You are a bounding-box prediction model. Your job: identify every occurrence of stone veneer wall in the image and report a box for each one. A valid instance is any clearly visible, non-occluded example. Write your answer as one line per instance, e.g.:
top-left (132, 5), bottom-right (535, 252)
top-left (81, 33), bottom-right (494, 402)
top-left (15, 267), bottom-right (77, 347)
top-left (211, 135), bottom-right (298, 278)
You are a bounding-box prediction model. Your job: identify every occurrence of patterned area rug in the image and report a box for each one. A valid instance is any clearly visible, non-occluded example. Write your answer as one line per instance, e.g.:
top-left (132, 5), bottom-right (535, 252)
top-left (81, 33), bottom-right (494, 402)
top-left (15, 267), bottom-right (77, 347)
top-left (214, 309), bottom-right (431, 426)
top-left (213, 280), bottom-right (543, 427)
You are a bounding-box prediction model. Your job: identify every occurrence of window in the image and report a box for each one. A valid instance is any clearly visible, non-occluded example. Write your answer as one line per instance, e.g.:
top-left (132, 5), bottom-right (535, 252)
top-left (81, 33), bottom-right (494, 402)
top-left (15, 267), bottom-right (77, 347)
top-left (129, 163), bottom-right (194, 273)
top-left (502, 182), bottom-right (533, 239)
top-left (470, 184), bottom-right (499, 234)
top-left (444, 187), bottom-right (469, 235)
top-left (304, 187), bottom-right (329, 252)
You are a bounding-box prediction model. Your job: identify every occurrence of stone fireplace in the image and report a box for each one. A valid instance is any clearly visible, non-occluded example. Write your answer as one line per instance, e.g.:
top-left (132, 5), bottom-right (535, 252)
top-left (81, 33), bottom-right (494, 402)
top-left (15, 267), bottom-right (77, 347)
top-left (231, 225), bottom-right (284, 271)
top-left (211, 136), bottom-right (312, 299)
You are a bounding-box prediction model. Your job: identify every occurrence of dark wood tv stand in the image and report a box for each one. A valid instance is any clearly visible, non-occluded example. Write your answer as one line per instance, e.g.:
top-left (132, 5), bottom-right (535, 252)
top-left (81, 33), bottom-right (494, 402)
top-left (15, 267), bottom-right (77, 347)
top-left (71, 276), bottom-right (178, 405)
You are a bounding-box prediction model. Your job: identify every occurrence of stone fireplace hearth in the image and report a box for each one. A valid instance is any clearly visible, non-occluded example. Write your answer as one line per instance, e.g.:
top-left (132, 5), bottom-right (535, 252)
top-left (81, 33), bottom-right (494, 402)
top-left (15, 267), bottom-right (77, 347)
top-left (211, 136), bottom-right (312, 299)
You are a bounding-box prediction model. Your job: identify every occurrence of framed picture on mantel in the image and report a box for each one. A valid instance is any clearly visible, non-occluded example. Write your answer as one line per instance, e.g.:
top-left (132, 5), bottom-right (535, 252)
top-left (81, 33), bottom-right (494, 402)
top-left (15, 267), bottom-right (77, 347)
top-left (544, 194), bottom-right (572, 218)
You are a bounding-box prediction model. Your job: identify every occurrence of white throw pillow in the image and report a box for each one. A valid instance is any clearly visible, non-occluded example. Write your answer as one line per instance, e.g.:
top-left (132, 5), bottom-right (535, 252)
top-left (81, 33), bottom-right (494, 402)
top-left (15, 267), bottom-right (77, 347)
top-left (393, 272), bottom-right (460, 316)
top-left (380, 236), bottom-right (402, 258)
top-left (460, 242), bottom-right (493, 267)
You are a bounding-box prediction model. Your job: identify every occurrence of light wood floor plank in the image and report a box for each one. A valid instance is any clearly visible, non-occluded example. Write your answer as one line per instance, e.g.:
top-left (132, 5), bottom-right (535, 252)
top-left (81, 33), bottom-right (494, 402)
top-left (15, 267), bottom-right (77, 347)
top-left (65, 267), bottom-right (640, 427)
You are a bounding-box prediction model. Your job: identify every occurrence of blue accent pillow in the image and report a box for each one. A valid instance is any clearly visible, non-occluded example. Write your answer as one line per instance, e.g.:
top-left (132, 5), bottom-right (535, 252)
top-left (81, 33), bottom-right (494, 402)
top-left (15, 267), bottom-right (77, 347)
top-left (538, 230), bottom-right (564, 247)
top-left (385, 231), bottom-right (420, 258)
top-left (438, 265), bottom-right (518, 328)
··········
→ What the task asks
Collect every line from the entries above that contains the word "accent", and copy each one out in full.

→ Expected output
You are a bounding-box prediction model. Your job: identify every occurrence of blue accent pillow in the image and report a box for each one. A valid instance is any clearly visible, non-occluded example. Write your answer as one line per instance, e.g.:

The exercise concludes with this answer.